▶ _EXERCISE INPUT_
>> Start

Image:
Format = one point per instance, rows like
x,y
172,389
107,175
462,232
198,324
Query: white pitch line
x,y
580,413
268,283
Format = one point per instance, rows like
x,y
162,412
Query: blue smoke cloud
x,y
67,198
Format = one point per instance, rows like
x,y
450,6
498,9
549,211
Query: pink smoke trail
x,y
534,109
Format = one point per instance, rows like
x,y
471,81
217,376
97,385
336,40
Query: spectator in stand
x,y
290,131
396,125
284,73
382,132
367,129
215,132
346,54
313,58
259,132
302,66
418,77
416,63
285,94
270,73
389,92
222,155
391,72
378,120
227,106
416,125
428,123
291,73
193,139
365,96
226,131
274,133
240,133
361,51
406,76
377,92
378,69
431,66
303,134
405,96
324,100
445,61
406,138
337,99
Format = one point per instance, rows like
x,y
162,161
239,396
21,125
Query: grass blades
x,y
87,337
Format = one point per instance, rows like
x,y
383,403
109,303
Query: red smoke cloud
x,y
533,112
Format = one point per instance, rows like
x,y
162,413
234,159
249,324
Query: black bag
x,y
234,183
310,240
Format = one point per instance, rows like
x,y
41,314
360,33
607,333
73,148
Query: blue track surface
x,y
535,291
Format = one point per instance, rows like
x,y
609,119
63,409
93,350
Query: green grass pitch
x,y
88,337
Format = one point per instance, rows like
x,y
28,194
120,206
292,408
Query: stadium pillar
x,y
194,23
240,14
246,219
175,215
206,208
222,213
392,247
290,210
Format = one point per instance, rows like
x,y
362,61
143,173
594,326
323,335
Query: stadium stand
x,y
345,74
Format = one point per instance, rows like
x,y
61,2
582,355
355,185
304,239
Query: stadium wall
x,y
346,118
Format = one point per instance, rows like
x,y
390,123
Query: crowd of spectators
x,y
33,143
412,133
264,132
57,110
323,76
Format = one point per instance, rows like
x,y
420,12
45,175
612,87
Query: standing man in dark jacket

>> End
>> Start

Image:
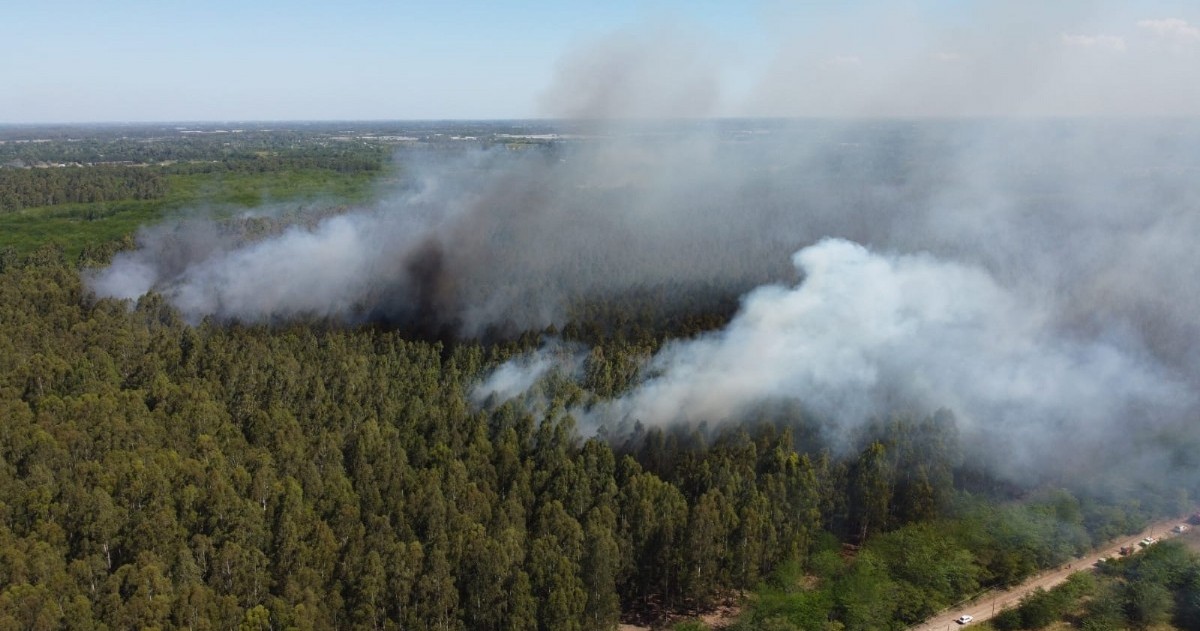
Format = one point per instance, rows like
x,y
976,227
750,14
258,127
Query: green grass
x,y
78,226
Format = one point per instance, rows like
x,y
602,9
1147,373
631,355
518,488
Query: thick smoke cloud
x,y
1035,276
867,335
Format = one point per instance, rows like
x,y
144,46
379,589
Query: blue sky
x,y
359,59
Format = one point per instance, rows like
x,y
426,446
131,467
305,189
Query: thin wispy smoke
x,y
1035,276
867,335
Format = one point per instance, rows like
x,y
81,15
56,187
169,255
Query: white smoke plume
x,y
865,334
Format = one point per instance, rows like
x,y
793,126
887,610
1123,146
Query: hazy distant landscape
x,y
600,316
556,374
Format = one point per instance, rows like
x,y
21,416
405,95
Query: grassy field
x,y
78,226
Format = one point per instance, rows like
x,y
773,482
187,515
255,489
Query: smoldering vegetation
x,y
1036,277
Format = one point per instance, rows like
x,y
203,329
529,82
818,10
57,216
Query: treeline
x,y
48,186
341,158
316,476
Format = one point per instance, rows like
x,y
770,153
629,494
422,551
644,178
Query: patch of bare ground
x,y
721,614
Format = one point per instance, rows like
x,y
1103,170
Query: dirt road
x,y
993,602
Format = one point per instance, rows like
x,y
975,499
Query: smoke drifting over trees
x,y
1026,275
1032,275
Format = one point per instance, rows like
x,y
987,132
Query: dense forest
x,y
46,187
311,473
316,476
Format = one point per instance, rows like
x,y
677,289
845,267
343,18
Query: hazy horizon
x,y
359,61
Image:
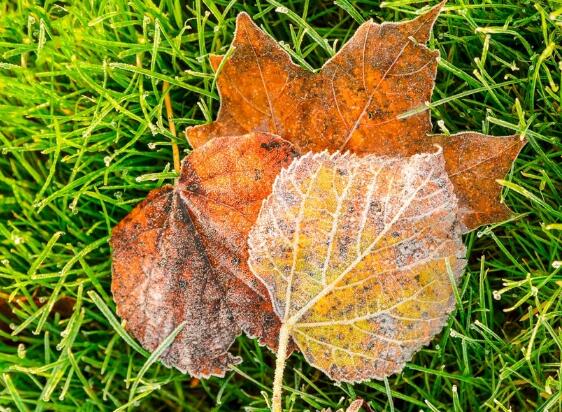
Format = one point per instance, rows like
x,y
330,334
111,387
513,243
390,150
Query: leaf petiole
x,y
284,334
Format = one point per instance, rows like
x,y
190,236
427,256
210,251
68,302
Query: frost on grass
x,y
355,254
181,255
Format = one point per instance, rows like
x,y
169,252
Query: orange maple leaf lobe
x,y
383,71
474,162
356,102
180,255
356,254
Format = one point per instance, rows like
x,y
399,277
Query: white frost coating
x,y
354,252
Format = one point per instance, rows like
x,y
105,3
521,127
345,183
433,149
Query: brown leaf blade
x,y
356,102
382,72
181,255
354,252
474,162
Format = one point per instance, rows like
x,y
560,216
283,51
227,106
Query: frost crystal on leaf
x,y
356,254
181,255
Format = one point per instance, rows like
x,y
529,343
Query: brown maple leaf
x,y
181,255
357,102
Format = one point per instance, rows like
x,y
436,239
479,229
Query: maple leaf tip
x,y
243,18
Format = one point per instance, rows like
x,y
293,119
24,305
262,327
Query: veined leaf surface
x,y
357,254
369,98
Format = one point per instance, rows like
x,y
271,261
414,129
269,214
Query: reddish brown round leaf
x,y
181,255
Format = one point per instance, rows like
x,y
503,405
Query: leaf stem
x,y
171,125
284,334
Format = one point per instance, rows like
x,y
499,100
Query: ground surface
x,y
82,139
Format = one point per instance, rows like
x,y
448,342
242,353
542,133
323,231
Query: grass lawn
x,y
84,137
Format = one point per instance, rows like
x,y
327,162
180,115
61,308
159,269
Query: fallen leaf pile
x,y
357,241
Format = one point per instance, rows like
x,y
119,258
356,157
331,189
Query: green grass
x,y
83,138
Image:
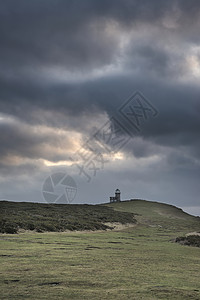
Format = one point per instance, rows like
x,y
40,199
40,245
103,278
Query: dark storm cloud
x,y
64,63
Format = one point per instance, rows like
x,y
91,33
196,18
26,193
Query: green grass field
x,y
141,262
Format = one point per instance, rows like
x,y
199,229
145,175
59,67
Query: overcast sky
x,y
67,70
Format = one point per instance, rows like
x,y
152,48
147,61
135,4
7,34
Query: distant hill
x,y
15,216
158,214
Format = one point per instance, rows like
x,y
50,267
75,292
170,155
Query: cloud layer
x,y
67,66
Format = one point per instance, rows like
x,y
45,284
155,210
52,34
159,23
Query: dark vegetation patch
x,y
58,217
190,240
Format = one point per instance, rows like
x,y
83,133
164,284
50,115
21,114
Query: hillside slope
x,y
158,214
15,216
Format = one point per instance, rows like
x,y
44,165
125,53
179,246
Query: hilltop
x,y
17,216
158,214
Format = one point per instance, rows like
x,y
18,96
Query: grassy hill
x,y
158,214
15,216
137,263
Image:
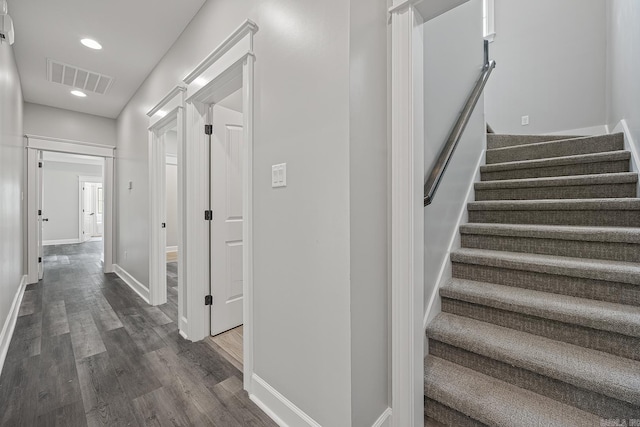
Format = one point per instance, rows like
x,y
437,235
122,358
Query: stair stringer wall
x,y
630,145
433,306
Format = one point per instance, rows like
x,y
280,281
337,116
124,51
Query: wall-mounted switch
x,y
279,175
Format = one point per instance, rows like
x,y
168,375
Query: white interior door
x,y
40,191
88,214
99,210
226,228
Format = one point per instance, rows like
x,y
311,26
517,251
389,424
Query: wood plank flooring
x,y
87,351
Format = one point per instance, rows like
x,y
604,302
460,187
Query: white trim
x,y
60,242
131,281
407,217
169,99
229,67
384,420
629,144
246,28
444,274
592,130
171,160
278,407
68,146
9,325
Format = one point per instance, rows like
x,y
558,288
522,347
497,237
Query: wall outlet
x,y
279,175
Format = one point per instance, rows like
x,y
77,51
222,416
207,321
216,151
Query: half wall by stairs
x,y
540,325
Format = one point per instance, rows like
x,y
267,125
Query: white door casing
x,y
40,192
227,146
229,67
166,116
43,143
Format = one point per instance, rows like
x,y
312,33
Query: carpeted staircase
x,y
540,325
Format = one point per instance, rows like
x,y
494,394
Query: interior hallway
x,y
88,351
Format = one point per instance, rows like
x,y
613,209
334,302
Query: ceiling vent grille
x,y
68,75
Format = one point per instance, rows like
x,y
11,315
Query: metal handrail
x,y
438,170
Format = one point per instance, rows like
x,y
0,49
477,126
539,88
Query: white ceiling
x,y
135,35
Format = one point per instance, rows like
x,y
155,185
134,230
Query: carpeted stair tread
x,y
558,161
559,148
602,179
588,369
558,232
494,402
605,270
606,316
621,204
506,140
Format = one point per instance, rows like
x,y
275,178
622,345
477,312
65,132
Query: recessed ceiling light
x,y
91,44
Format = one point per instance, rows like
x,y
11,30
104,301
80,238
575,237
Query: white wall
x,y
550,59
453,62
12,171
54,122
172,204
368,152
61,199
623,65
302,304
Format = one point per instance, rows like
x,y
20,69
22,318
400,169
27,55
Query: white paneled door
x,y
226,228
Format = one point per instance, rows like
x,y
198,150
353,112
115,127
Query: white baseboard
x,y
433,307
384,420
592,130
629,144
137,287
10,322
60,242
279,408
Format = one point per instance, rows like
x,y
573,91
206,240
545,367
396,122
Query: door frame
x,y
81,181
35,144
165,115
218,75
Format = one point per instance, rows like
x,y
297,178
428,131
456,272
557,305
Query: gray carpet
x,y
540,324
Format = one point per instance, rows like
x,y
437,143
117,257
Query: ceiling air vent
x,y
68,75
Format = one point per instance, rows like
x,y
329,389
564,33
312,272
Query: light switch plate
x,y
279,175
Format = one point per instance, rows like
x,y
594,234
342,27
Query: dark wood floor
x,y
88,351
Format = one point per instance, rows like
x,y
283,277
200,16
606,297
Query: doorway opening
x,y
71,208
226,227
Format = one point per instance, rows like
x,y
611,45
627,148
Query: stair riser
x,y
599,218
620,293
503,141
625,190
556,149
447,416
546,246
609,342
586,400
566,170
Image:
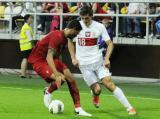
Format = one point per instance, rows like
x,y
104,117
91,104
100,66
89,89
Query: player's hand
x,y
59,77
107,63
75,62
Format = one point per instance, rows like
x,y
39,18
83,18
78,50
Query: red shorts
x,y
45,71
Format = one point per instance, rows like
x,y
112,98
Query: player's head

>> End

Please state how many lines in the data above contain the string "blue", treating uppercase and lowercase as different. Reply with the number only.

3